Огромная вина интеллигенции, полагает Бунин, — и в том, как она влияла и влияет на народ. Сидеть сиднем в темной холодной избе, ждать "настоящего дела" и томиться, ничего не делая, — ибо хочется сделать необыкновенное (по признанию Герцена) — эта привычка в одинаковой степени свойственна и Чацкому, и простому мужику. Появление имен Герцена и Чацкого в рассуждениях Бунина и в связи с "народной" темой — еще одно удивительное совпадение мысли двух русских художников, думавших о России в ее роковые мгновения. Бунин иронизирует: "Ах, я задыхаюсь среди этой Николаевщины, не могу быть чиновником, сидеть рядом с Акакием Акакиевичем, — карету мне, карету!" Шатов на страницах "Записных тетрадей" будто вступает в этот же диалог, подает ответную реплику: "Чацкий и не понимал, как ограниченный дурак, до какой степени он сам глуп, говоря это. Он кричит: "Карету мне, карету!" — в негодовании потому, что не в состоянии и сам догадаться, что можно ведь и иначе проводить время хотя бы и в Москве тогдашней, чем к перу от карт и к картам от пера. Он был барин и помещик, и для него, кроме своего кружка, ничего и не существовало… Народ русский он проглядел, как и все наши передовые люди, и тем более проглядел, чем более он передовой".
Эту мысль далее развивает Бунин: в народе есть страшная переменчивость настроений, обликов, "шаткость" (!). "Народ, — пишет Бунин, — сам сказал про себя: "Из нас, как из древа, — и дубина, и икона", — в зависимости от обстоятельств, от того, кто это древо обрабатывает. Сергий Радонежский или Емелька Пугачев". И вновь — словно ему отвечает, подхватывая идею, — Шатов: "Разврата и легкомыслия много накопилось. Если б трудились над жизнью и выживали ее с трудом, самостоятельно, с горем и борьбой, с тяготами и со всеми радостями успеха после борьбы, а главное, с трудом, главное, трудясь, а не под одной только административной опекой, то выжили бы факты, накопили бы много прожитого… и не так бы легкомысленно откликалось общество, как теперь, на всякую дрянь, глупых и развращенных безумных мальчишек". И далее — поразительная, будто глазами Бунина из 1919 года, — мысль: нет в Европе нации, народа, которые не смогли бы себя спасти собственными силами; даже в самый разгар революций и народных потрясений; даже на баррикадах тотчас же наводится порядок и ставится заслон ворам, обидчикам, поджигателям. И только лишь в России — все наоборот: приманкою зажигательства, убийства и цареубийства, разбоя и грабежа надеются во дни потрясений общества ("смуты великой") прельстить народ и возбудить к себе симпатию.
Таким образом, именно русские передовые люди, в силу собственной "шаткости" и переменчивости, праздности ("барчата или семинаристы"), легкомыслия и беспечности, виновны, по мысли Достоевского и Бунина, в том, что народ, оставленный на самого себя, был превращен в чернь, в дубину, в орудие кровавой вакханалии. Более того: на полный произвол судьбы была брошена (и не когда-нибудь, а во время величайшей мировой войны) величайшая на земле страна. И вот — наблюдение простых мужиков с бородами; воспоминание Бунина из апреля 1917 года: "Теперь народ, как скотина без пастуха, все перегадит и самого себя погубит".

▶ [Заданная инструкция 1]:
Посчитайте, в скольких строках записей встречается слово "tank", учитывая регистр букв. В ответе укажите только число.

▶ [Исходные данные]:
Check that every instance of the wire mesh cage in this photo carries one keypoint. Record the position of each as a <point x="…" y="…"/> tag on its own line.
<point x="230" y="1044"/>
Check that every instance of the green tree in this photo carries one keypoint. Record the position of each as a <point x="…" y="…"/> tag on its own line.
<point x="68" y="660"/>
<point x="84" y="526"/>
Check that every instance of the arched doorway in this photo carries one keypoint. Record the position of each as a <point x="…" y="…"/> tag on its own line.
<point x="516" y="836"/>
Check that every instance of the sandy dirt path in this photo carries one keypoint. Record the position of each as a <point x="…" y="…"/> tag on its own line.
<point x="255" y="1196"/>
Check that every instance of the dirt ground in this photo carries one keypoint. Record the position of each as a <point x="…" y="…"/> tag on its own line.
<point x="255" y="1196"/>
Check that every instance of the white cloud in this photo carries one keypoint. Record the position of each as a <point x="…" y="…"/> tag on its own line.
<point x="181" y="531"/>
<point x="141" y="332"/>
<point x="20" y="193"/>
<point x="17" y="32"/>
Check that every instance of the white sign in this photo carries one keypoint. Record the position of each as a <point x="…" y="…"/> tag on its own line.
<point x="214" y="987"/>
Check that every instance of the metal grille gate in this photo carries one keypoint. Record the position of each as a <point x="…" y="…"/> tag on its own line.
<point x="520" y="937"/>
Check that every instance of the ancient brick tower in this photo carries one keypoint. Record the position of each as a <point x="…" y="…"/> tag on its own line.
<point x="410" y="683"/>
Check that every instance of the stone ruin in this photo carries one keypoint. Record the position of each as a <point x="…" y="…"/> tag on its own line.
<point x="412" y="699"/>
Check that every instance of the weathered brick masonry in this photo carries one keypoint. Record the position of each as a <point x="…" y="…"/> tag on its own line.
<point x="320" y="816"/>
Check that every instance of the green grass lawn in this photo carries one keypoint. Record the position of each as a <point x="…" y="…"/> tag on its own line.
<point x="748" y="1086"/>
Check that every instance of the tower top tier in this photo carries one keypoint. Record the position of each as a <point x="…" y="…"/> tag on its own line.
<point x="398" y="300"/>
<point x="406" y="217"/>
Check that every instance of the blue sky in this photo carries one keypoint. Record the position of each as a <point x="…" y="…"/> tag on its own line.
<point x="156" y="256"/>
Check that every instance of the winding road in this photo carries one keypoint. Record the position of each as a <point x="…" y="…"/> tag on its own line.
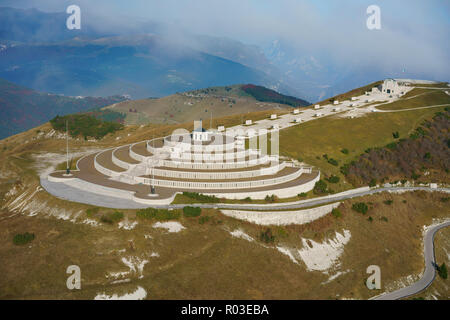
<point x="430" y="270"/>
<point x="66" y="192"/>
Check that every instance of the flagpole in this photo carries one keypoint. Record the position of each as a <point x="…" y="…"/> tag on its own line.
<point x="67" y="147"/>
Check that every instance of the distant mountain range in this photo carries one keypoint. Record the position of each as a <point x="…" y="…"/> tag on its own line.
<point x="22" y="108"/>
<point x="37" y="51"/>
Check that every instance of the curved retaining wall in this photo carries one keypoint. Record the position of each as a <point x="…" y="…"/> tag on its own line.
<point x="219" y="175"/>
<point x="188" y="145"/>
<point x="281" y="193"/>
<point x="220" y="185"/>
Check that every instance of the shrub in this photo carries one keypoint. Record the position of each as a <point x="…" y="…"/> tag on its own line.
<point x="203" y="219"/>
<point x="320" y="187"/>
<point x="392" y="145"/>
<point x="333" y="179"/>
<point x="158" y="214"/>
<point x="92" y="211"/>
<point x="345" y="169"/>
<point x="442" y="271"/>
<point x="333" y="162"/>
<point x="192" y="211"/>
<point x="360" y="207"/>
<point x="112" y="217"/>
<point x="23" y="238"/>
<point x="336" y="213"/>
<point x="266" y="236"/>
<point x="415" y="176"/>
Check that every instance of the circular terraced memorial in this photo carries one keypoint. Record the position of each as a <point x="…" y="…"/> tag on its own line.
<point x="211" y="163"/>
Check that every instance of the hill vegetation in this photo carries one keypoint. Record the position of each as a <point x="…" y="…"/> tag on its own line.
<point x="427" y="148"/>
<point x="267" y="95"/>
<point x="22" y="108"/>
<point x="85" y="126"/>
<point x="197" y="104"/>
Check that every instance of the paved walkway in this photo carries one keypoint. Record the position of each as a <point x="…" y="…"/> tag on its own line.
<point x="430" y="269"/>
<point x="67" y="192"/>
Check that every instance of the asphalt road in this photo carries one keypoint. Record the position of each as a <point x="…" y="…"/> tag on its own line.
<point x="430" y="270"/>
<point x="67" y="192"/>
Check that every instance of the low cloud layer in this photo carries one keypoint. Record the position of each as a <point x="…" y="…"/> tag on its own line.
<point x="413" y="35"/>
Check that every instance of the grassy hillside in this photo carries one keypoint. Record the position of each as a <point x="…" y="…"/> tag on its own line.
<point x="22" y="108"/>
<point x="266" y="95"/>
<point x="204" y="260"/>
<point x="345" y="139"/>
<point x="194" y="105"/>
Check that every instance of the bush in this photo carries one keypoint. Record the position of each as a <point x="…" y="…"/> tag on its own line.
<point x="203" y="219"/>
<point x="266" y="236"/>
<point x="201" y="197"/>
<point x="192" y="211"/>
<point x="392" y="145"/>
<point x="336" y="213"/>
<point x="23" y="238"/>
<point x="442" y="271"/>
<point x="112" y="217"/>
<point x="158" y="214"/>
<point x="360" y="207"/>
<point x="333" y="179"/>
<point x="320" y="187"/>
<point x="333" y="162"/>
<point x="92" y="211"/>
<point x="415" y="176"/>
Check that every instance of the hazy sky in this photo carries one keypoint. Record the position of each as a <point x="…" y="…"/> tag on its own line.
<point x="414" y="33"/>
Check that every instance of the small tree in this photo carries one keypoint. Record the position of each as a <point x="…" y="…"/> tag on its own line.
<point x="267" y="236"/>
<point x="442" y="271"/>
<point x="320" y="187"/>
<point x="360" y="207"/>
<point x="336" y="213"/>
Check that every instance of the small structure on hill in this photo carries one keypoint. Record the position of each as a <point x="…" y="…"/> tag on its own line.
<point x="199" y="133"/>
<point x="389" y="86"/>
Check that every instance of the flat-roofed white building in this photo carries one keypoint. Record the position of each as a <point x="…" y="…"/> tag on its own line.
<point x="389" y="86"/>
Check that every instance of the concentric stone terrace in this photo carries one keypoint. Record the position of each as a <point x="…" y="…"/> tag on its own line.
<point x="213" y="164"/>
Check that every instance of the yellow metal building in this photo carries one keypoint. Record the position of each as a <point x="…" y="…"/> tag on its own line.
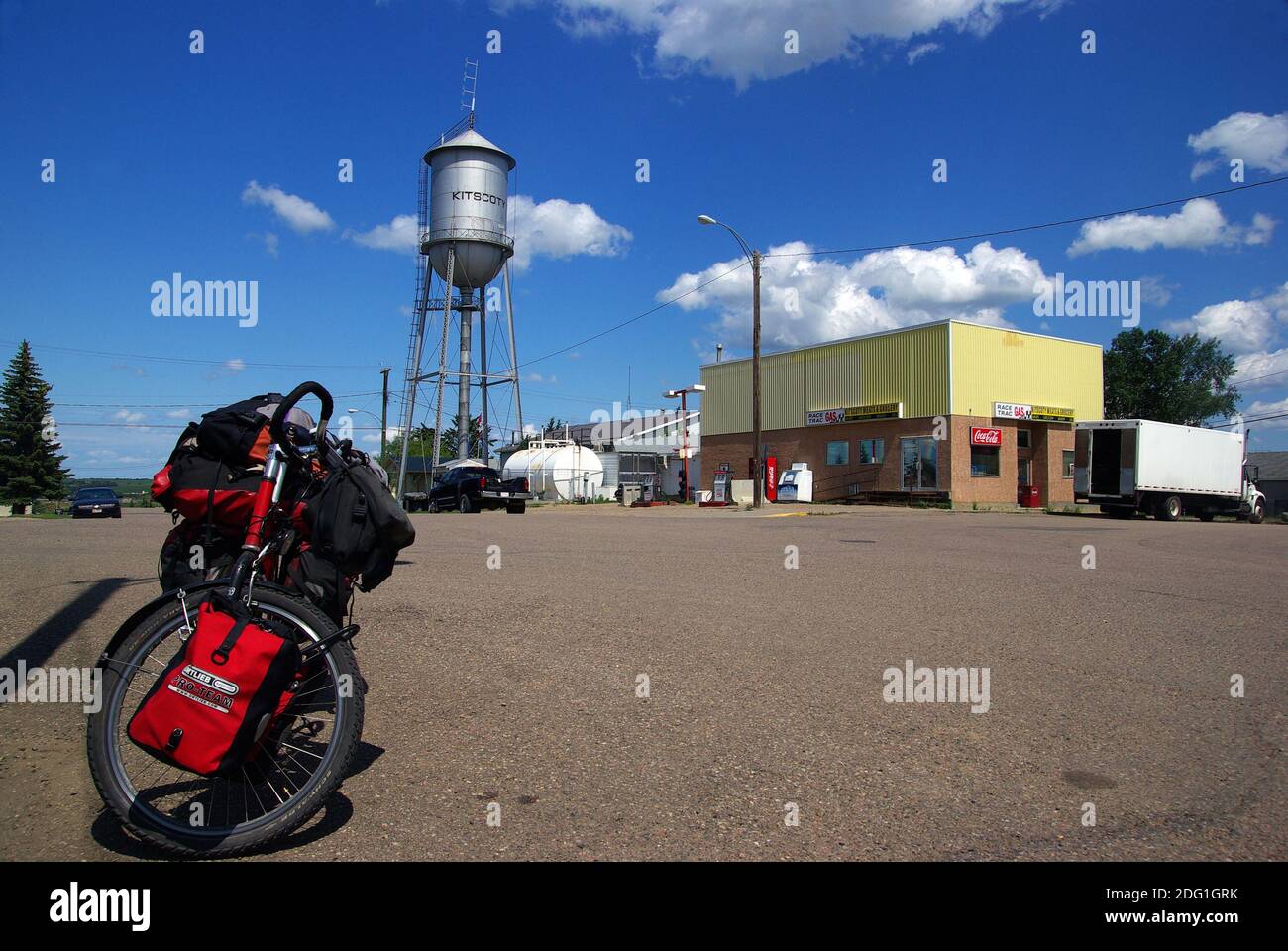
<point x="951" y="410"/>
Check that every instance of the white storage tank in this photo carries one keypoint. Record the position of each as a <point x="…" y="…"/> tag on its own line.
<point x="558" y="470"/>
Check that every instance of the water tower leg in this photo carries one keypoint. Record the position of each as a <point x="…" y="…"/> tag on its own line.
<point x="463" y="381"/>
<point x="483" y="425"/>
<point x="514" y="354"/>
<point x="442" y="361"/>
<point x="412" y="381"/>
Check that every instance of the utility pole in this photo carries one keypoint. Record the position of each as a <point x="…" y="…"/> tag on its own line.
<point x="384" y="415"/>
<point x="754" y="256"/>
<point x="755" y="377"/>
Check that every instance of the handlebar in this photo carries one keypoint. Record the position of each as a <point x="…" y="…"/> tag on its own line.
<point x="274" y="425"/>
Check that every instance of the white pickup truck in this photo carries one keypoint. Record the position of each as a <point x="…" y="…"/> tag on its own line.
<point x="1128" y="466"/>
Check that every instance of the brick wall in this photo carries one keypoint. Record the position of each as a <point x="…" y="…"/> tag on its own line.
<point x="809" y="445"/>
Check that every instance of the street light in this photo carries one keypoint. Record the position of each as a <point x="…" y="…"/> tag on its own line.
<point x="754" y="257"/>
<point x="684" y="428"/>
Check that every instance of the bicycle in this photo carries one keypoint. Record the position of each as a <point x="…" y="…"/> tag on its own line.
<point x="303" y="758"/>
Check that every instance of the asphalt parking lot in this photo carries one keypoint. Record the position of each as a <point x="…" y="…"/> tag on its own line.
<point x="1108" y="686"/>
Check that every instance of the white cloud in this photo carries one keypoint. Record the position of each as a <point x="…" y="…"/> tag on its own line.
<point x="399" y="235"/>
<point x="553" y="228"/>
<point x="300" y="214"/>
<point x="1199" y="223"/>
<point x="1241" y="326"/>
<point x="1252" y="330"/>
<point x="806" y="300"/>
<point x="922" y="51"/>
<point x="1266" y="407"/>
<point x="557" y="228"/>
<point x="1261" y="369"/>
<point x="743" y="40"/>
<point x="1258" y="140"/>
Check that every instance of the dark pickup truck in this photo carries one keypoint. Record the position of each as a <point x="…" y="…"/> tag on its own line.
<point x="473" y="488"/>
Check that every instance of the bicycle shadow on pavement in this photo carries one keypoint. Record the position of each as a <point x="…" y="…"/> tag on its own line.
<point x="335" y="813"/>
<point x="65" y="622"/>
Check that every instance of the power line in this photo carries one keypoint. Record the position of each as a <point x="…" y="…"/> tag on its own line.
<point x="911" y="244"/>
<point x="631" y="320"/>
<point x="1029" y="227"/>
<point x="239" y="361"/>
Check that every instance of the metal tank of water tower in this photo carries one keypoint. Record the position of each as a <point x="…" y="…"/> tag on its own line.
<point x="465" y="243"/>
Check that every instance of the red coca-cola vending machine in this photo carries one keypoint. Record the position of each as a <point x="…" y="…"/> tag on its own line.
<point x="771" y="475"/>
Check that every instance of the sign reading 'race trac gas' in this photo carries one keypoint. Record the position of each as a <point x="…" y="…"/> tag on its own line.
<point x="854" y="414"/>
<point x="1052" y="414"/>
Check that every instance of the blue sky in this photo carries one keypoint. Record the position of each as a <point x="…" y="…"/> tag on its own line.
<point x="156" y="150"/>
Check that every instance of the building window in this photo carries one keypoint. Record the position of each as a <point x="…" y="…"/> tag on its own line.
<point x="986" y="461"/>
<point x="918" y="458"/>
<point x="871" y="450"/>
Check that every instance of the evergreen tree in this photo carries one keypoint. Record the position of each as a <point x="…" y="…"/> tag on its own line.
<point x="30" y="464"/>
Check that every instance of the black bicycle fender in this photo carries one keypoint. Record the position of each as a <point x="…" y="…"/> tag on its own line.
<point x="137" y="617"/>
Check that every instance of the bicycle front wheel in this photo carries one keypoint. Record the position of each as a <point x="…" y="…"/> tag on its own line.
<point x="286" y="780"/>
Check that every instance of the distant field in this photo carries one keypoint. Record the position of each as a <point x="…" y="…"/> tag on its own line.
<point x="119" y="486"/>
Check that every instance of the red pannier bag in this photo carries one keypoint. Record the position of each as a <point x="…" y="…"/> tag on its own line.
<point x="224" y="688"/>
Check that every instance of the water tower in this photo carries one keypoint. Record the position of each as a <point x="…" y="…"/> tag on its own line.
<point x="465" y="244"/>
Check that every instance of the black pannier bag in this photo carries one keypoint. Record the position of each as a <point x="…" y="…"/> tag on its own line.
<point x="356" y="523"/>
<point x="194" y="552"/>
<point x="215" y="467"/>
<point x="322" y="582"/>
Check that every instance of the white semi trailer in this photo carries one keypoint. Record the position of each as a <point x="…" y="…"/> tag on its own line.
<point x="1128" y="466"/>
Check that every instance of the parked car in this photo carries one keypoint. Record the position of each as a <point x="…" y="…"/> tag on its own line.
<point x="476" y="487"/>
<point x="95" y="502"/>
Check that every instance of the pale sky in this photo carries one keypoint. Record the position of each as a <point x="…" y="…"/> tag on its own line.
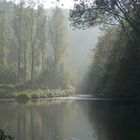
<point x="67" y="4"/>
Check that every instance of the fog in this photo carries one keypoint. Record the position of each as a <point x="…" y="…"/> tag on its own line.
<point x="81" y="44"/>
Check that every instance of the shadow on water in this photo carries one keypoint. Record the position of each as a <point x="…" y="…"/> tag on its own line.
<point x="115" y="120"/>
<point x="72" y="120"/>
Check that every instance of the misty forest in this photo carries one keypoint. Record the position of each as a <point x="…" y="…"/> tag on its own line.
<point x="69" y="70"/>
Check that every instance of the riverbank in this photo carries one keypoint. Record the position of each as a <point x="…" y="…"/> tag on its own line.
<point x="20" y="93"/>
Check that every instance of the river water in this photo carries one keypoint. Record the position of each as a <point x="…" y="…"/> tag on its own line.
<point x="71" y="119"/>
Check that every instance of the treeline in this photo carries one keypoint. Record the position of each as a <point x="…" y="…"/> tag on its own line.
<point x="115" y="69"/>
<point x="33" y="46"/>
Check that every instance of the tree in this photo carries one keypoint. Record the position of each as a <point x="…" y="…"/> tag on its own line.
<point x="123" y="13"/>
<point x="56" y="73"/>
<point x="18" y="31"/>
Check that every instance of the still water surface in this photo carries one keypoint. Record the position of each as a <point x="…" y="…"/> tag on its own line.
<point x="71" y="120"/>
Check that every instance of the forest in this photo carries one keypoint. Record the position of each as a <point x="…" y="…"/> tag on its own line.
<point x="33" y="51"/>
<point x="114" y="72"/>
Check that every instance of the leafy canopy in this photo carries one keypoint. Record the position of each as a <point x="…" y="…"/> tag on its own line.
<point x="87" y="13"/>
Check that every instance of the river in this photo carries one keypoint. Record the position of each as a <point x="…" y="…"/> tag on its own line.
<point x="71" y="119"/>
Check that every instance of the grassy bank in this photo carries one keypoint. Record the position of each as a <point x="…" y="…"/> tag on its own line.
<point x="16" y="92"/>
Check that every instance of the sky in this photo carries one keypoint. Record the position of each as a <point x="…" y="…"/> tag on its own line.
<point x="66" y="4"/>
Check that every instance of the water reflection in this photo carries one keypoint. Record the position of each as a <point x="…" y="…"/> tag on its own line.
<point x="71" y="120"/>
<point x="115" y="120"/>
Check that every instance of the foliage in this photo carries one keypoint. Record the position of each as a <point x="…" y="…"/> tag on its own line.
<point x="123" y="13"/>
<point x="115" y="68"/>
<point x="5" y="136"/>
<point x="33" y="46"/>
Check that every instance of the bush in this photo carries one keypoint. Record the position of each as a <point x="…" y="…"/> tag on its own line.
<point x="23" y="96"/>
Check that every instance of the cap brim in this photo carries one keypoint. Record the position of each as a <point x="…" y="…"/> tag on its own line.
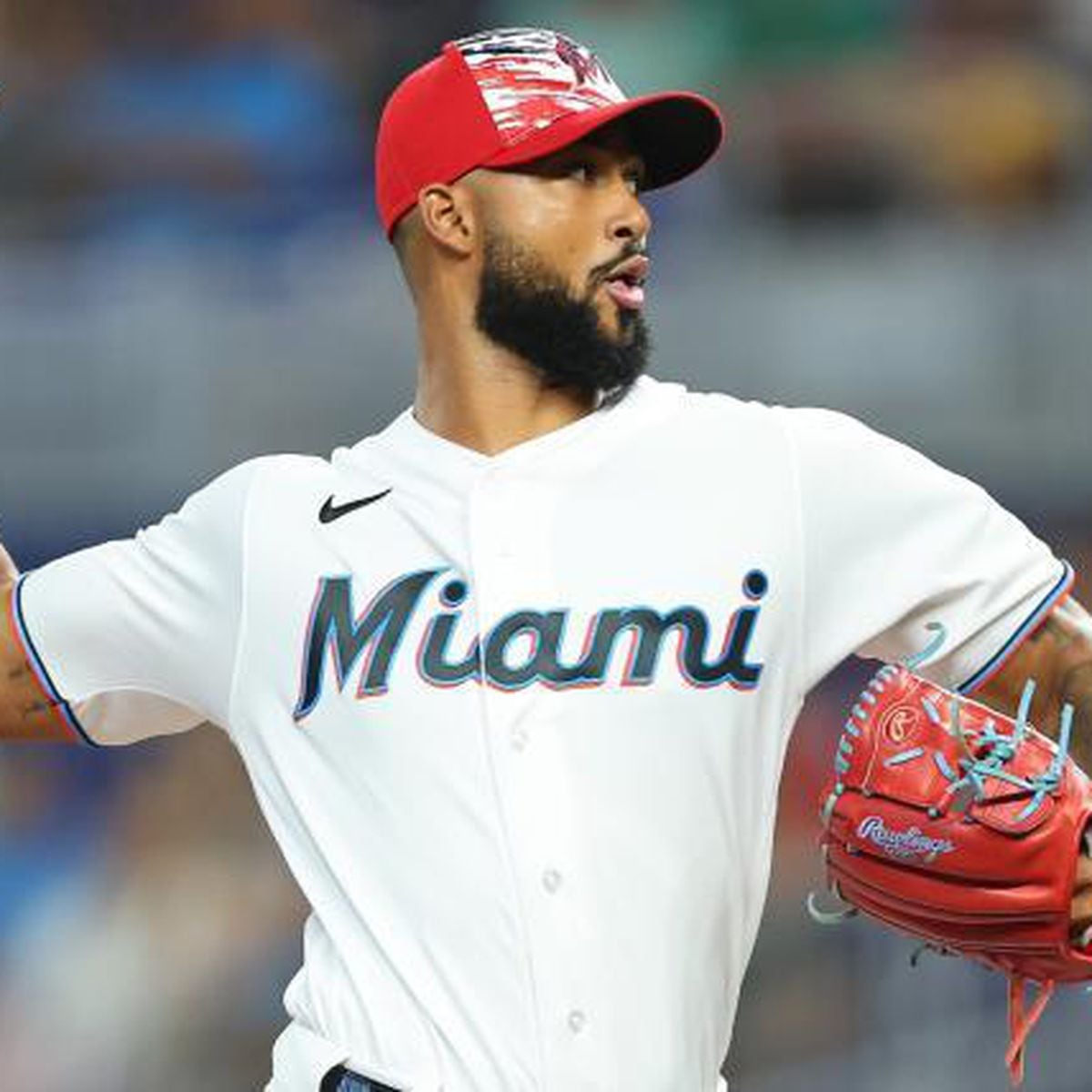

▶ [Заданная инструкция 2]:
Кого Бунин в исходном тексте называет среди тех, кто может обрабатывать народное «древо»?

▶ [Результат задания 1]:
2

▶ [Результат задания 2]:
Сергия Радонежского или Емельку Пугачева.